> _EXERCISE AIM_: Each line in the data must be reproduced as written, except for any picture.

> _INPUT DATA_:
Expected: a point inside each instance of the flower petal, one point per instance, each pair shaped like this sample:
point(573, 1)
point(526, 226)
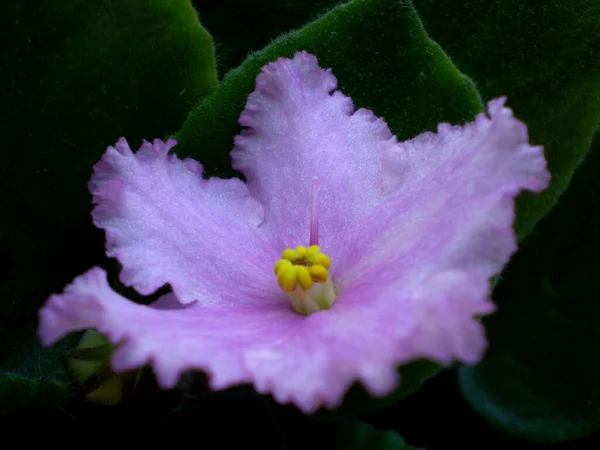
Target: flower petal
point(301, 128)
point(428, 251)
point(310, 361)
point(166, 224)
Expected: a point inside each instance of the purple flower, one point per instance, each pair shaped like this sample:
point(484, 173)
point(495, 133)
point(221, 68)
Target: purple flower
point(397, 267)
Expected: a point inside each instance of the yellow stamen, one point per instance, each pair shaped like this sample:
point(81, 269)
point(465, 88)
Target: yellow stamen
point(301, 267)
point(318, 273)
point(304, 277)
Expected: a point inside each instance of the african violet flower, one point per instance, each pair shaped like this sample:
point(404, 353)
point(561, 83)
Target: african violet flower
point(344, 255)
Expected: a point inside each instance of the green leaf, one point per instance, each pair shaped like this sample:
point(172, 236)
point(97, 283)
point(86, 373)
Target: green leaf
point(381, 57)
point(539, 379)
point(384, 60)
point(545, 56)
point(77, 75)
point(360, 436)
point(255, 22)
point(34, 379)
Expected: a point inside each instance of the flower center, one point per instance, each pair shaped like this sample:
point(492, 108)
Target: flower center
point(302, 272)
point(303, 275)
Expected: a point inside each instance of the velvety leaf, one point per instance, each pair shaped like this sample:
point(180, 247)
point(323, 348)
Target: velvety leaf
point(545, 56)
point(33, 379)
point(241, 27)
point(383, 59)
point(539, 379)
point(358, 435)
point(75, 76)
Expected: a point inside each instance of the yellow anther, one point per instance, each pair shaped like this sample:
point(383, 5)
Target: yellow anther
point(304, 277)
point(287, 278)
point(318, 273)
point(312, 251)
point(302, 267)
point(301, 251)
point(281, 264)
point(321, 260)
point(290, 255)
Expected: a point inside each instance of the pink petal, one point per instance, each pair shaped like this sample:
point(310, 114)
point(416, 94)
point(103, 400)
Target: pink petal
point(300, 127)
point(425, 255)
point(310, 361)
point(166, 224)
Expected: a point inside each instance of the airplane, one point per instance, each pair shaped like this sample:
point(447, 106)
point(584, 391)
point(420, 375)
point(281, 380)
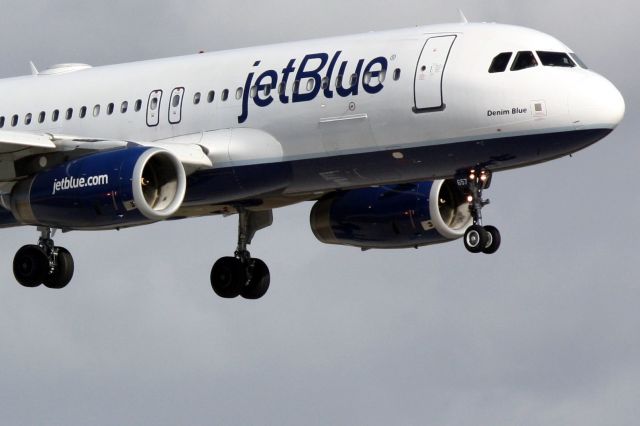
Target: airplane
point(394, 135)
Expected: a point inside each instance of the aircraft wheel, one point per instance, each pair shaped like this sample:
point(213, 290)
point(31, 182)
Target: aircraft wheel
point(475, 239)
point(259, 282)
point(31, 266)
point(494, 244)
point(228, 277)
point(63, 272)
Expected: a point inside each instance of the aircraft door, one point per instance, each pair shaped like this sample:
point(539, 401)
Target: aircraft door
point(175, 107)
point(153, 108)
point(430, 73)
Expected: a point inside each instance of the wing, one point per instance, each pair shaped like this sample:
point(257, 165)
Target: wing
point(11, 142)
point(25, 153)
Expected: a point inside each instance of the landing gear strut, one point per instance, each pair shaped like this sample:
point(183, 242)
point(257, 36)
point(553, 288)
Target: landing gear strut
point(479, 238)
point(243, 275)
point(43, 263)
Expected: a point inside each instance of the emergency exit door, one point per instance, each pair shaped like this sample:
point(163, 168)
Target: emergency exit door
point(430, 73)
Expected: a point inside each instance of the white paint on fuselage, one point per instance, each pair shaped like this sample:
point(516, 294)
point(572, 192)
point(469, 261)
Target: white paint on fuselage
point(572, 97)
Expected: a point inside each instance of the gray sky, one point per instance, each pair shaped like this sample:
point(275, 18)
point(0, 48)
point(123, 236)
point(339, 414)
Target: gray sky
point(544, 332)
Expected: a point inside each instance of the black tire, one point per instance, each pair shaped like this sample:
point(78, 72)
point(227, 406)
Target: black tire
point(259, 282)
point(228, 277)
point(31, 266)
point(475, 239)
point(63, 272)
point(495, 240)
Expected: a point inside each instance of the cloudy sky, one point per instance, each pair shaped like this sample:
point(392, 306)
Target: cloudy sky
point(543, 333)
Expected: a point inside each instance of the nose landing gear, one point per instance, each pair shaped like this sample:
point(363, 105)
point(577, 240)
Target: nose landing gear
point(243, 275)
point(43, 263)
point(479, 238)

> _RESPONSE FOR THIS EXERCISE_:
Expected: a point inside each instance of the flower petal, one point per instance, each pair shaped like this sample:
point(573, 1)
point(526, 226)
Target: flower petal
point(301, 128)
point(428, 251)
point(310, 361)
point(166, 224)
Expected: a point inside each instance of the purple flower, one point per instance, each pair shaped like this sample:
point(484, 173)
point(495, 133)
point(221, 68)
Target: purple flower
point(397, 267)
Expected: a point inside each instance of the yellow stamen, one point per instance, each pair shaped like this sample:
point(81, 269)
point(465, 88)
Target: yellow stamen
point(301, 267)
point(318, 273)
point(304, 277)
Expected: a point inside each instance of the african violet flower, one point per instance, each pair shaped like this sample:
point(404, 353)
point(561, 83)
Target: african violet flower
point(344, 255)
Expected: a point inside each instance of the green leaf, one point per instance, each pair shaped like this sample:
point(172, 236)
point(97, 283)
point(86, 373)
Target: green leaf
point(381, 57)
point(539, 379)
point(384, 60)
point(545, 56)
point(77, 75)
point(360, 436)
point(255, 22)
point(34, 379)
Expected: a point inside each instance of the flower center, one point per instance, each pair shaped like this sample:
point(492, 108)
Target: flower center
point(302, 272)
point(303, 275)
Expected: a point inside each instance of the velvety leaf, one point per instance, each pair shaped like this sample:
point(180, 247)
point(323, 348)
Target: velvety leaf
point(545, 56)
point(33, 379)
point(241, 27)
point(383, 59)
point(539, 379)
point(358, 435)
point(75, 76)
Expected: a point inside each instance of the yellow anther, one point per instance, each pair shaped like this sample:
point(383, 5)
Target: yellow anther
point(304, 277)
point(287, 278)
point(318, 273)
point(312, 251)
point(302, 267)
point(301, 251)
point(281, 264)
point(321, 260)
point(290, 255)
Expected: a point inside each instance of the pink petal, one point per instance, each pair shaped like this sample:
point(310, 114)
point(416, 94)
point(103, 400)
Target: pink petal
point(300, 127)
point(425, 255)
point(310, 361)
point(166, 224)
Expected: a point inside each instance of the airplane, one point per instance, each pair shaped like this sample:
point(447, 106)
point(584, 391)
point(420, 375)
point(281, 380)
Target: airplane
point(394, 135)
Expected: a point inside each instance of the aircraft wheel, one point per instance, each pair shaped like this sample:
point(213, 290)
point(31, 182)
Target: aircraft wheel
point(475, 239)
point(259, 282)
point(31, 266)
point(494, 244)
point(228, 277)
point(63, 272)
Expected: a point inside each instance of the aircraft door, one point per instance, each pair shaped like this sample:
point(539, 401)
Target: aircraft door
point(175, 107)
point(153, 108)
point(430, 73)
Expected: a point inside each instance of the wing, one point per instance, each pair shaped like this sample:
point(257, 165)
Target: wing
point(11, 142)
point(25, 153)
Expected: a point inside each instance of the landing gear strut, one point per instance, each pair shaped like this sample:
point(183, 242)
point(257, 36)
point(553, 288)
Target: landing gear strut
point(479, 238)
point(243, 275)
point(43, 263)
Expected: a point inside each instance of the emergency exit door, one point per instance, each pair shaped like this sample:
point(163, 168)
Target: emergency exit door
point(430, 73)
Expected: a point inside each instance of the white paint on fuselage, one point per instance, each pair shaped like this sample:
point(516, 294)
point(572, 192)
point(469, 261)
Target: white paint on fuselage
point(572, 97)
Expected: a point inside each instance of the gray sky, one point per instance, each pair shaped like this sample:
point(275, 18)
point(0, 48)
point(123, 236)
point(339, 414)
Target: gray sky
point(544, 332)
Expected: a point inside each instance of the black tire, one point per instance, each pair shaped like this sample:
point(78, 72)
point(227, 406)
Target: black tire
point(259, 282)
point(228, 277)
point(31, 266)
point(475, 239)
point(63, 272)
point(495, 240)
Expected: a point inside each instance of the cloudy sky, one point per instance, each pair shaped like this sample:
point(392, 306)
Target: cloudy sky
point(543, 333)
Expected: a point inside each instance of the nose landing gear, one point per instance, each pair shaped like this sample:
point(363, 105)
point(577, 240)
Target: nose landing gear
point(243, 275)
point(43, 263)
point(479, 238)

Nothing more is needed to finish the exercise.